Exercise instructions —
1. Name each factor that, according to the career advice passage below, a game plan should take into consideration.
2. Write the next paragraph of the career advice passage below, continuing after its final sentence.

Document text —
While I can’t advise the old (I mean, what do I know?), I definitely can advise the young. I can advise youth in this regard on how to be centred and to avoid extremism. Youth is bold, brazen, and beautiful, but it is also stubborn, disdainful and prone to errors of judgement.
My advice to someone going after opportunities with high financial rewards versus following the path of their dreams and passions is to have a game plan. I will delve into this specifically shortly. This game plan should take three things into consideration – your support system, social circumstances, and risk appetite.
On support system, if you have rich parents or uncles who are ready to bankroll your dreams and ideas, then I would advise that you follow the path of your dreams but if you have a weak support system or you have to support several other people financially, then I would advise you take the part with the highest immediate financial returns.
Social circumstances include your age, marital status, whether or not you have kids or are in debt, etc. Be candid with yourself and answer this question: Can my dreams pay my bills now? Bills are real and dreams don’t pay them, real money does. So unless you can monetise your dreams quickly enough, my advice would be to go after opportunities that offer the highest financial returns.
On risk appetite, understand where you rank. If your risk appetite and comfort level with uncertainty is low, you may be unable to bear the rigours that come with following the paths of dreams and ideas without first building a tangible support base to help navigate the path.

Entries supplied —
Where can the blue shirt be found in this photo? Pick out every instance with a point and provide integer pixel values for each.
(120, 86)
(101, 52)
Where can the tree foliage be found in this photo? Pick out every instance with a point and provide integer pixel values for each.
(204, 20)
--
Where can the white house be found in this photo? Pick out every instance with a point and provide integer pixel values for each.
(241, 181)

Outputs by task —
1. Support system, social circumstances, risk appetite

2.
I will tell you the story and draw some lessons from a man I think balanced properly the trade-offs between following your dreams and following the money. Follow your dreams too early without taking into consideration the earlier listed factors and you wind up broke and frustrated and follow your dreams too late and you wind up unfulfilled.
This gentleman who had the dream of being a teacher started life as an investment banker and rose quickly through the ranks. He had decided that at a particular age, he would leave whatever he was doing and start pursuing his dream of being a teacher. When he hit the set age, he had spent just six months in his new appointment as managing director of an investment bank. He nonetheless resigned amidst slight doubt, pressure, and several quizzical looks, and genuine concern about his welfare and mental state from family and friends.
Who leaves a job as a bank MD to go teach? The man went ahead with his plans, having saved some money and deliberately fostered relationships that would later prove useful to him in the pursuit of his dream and passion. He made lifestyle adjustments and guess where I heard the story being told? The man was teaching in a class at the Enterprise Development Centre of the Pan-Atlantic University, more popularly known as the Lagos Business School. He told us he has never regretted his decision.
A few take-aways from his story:
- Be crystal clear about what your dreams and passions are.
- Set a deadline for transitioning between chasing money and chasing your dreams.
- Be ready for lifestyle adjustments. The first few years you spend chasing your dreams would be tough.
- Seeing your dreams and ideas come to pass will take longer than you think.
- The journey is the thrill not the destination.
So back to the Friday night hangout that triggered this trail of thoughts. The question I asked myself was: Were I to be doing something else than what I do now, would I be happier? If I had six months to live and it wasn’t a health-related issue, would I go to work with high energy levels every day? With the benefit of hind sight, if I could go back fifteen years and start again, will I take the same path and if I won’t, what adjustments would I make? Every person would have a different answer because at the end of the day we are personally responsible for the outcomes we produce.